[Point placement records]
....................

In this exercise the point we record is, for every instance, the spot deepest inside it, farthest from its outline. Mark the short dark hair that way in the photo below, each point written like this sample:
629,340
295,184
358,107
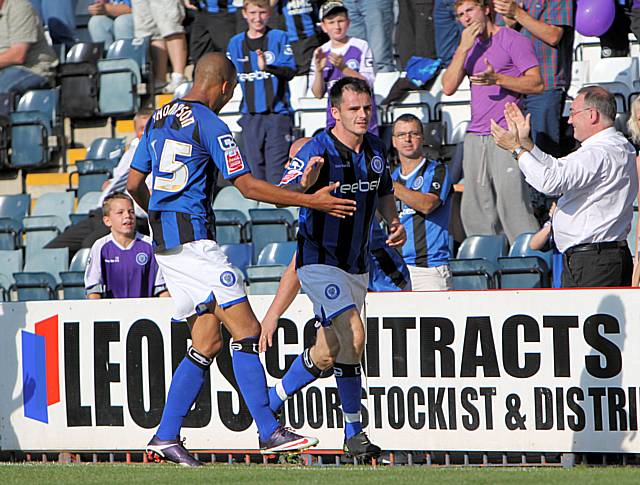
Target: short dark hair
352,84
601,100
409,118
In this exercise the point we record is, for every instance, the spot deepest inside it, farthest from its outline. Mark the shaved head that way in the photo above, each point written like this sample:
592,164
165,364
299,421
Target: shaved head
213,68
297,145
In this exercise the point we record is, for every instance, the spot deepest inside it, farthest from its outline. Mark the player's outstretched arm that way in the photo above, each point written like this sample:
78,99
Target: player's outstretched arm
287,291
138,189
322,200
387,208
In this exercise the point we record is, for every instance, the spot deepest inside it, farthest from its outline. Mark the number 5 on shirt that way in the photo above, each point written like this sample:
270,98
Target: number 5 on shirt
169,164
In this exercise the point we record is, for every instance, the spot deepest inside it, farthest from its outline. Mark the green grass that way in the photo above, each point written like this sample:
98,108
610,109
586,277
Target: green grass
153,474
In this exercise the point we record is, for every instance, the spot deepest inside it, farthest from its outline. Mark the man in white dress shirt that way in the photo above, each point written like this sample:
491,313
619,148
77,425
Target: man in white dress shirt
598,184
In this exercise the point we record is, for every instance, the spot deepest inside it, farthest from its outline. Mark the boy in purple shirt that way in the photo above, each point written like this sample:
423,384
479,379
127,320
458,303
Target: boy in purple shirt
121,264
339,57
502,66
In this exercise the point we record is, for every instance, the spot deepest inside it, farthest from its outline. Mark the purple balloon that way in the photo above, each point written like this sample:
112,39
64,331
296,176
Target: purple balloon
594,17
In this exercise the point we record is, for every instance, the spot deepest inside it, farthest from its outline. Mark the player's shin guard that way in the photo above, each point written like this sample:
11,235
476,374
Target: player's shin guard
185,387
302,372
349,382
253,384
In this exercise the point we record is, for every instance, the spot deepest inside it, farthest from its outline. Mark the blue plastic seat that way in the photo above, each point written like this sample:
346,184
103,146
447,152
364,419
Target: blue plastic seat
33,125
10,263
92,174
472,274
264,279
230,226
231,198
85,52
523,272
15,206
269,226
520,247
277,253
489,247
73,285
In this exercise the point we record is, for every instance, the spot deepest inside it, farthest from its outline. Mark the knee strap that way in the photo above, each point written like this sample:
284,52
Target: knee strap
199,359
248,345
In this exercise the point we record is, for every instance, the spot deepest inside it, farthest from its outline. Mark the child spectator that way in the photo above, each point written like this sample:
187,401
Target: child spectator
339,57
121,264
265,64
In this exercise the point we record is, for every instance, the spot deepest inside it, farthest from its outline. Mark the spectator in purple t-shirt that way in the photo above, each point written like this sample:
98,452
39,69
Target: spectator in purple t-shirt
339,57
502,66
121,264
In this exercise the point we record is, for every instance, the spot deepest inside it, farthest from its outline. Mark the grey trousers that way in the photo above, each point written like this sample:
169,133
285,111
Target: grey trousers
495,198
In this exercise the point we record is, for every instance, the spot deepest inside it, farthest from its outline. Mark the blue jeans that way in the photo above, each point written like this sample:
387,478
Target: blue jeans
372,20
60,17
546,111
105,29
16,79
447,30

....................

Work to complete ▸ Leave out the pictures and restate everything else word for word.

Response to this exercise ▸
In this exercise the point we record is, for every instance, the spot deepest inside it, farthest from its outline. Mark the short dark hair that way in the photo below, each point written like this sample:
629,340
295,184
358,107
Target: short dark hair
352,84
601,100
409,118
In this exercise the point we record is, for every instance, the spot deepest inside it, farthest from its outline. Mark the shaved head that way in the photo above, each point written like this sample:
592,164
165,364
299,421
Target: shaved head
213,68
297,145
In this exercise the point we record is, for every instance, the spot deepest inside it, farthest from its outline. Mark the player's outstretched arm that way in the photo above, each point written like this sample:
78,99
Target: player's outstretched arm
287,291
138,189
322,200
387,208
In this exercise the point we record is, for every instance, the spot deepest inside it, farthest from its outline. Mark the number 5 on shirt that way in the photo above, each point written like this sample:
270,98
Target: number 5 on shirt
169,164
In this exercise the point we record is, for every instance, the spot deepest inside it, farthest from its outline. Mark the green grass that way in the photo above, each point written like this sample:
98,108
610,109
586,277
Target: green grass
153,474
In this exercise the point we record is, for every instance, the spot deepest inside it, farthest from its outline. Mark the man in white dress shirt that way in the photo above, each point written like this sample:
491,313
619,148
77,425
Target: man in white dress shirt
598,184
In this exercise the point we record is, for every instance, the spot deepest inside it, farthest from its outline. Mark the boy in purple shirt that way in the photo above, each point written like this sample:
423,384
479,379
127,320
458,303
Target: boy in purple shirt
121,264
339,57
502,66
In this exercise the point we record is, for every instance, the spot deepest inside it, farthest from its outline. Mark the purple balloon that way in the photo above, each point written like this sample:
112,39
64,331
296,176
Target: purple balloon
594,17
In this exercise the point we record is, for every instance, the spot deepest inside it, farthest from its outline. Mark the player's shin guard that way in the photo above, each point written like this sample:
11,235
476,374
Target: player's shin guard
185,387
302,372
349,382
253,384
In this exercise the point we record is, for every instance, the spot deepest inside it, farthest from its outline. Mark the blue plastic seat that way in the photo above, each point written like this sample:
346,184
103,146
447,152
364,419
Target: blue plastic seat
33,125
10,263
92,174
472,274
264,279
230,226
231,198
85,52
523,272
15,206
269,226
520,247
277,253
489,247
73,285
In this exercise the point we record is, for every instance, the spot deepest inside it, farthest from its outline. Mark the knee strap that way in the photo above, each point written like this sample:
284,52
Target: knee strap
199,359
248,345
In this exercise the point we record is, for every instance, the spot deepest inside it, farthest from its outline. Mark the child spectator that way in the photo above, each point written like this sample:
187,401
Target: child spectator
339,57
121,264
265,64
In this exercise the point we record is, for every instance, the spot deepest inside it, farthest from its outline. Mark the spectator in purple t-shirt that way in the photo above, each point written like this sample:
98,452
39,69
Target: spectator in purple t-shirt
339,57
502,66
121,264
In this exercise the point we record is, for every instance, the spot deepest inside it, farthest from its outline. Mark the grey trousers that way in the photo above, each point written like this sample:
169,133
285,111
Target: grey trousers
495,198
In this exercise the point we record is, for every instance, the spot deepest inside it, farthest from its outline. Mark the blue jeans that way in the photo above, each point written like this sample:
387,478
Target: blue jeans
372,20
60,17
546,111
105,29
16,79
447,30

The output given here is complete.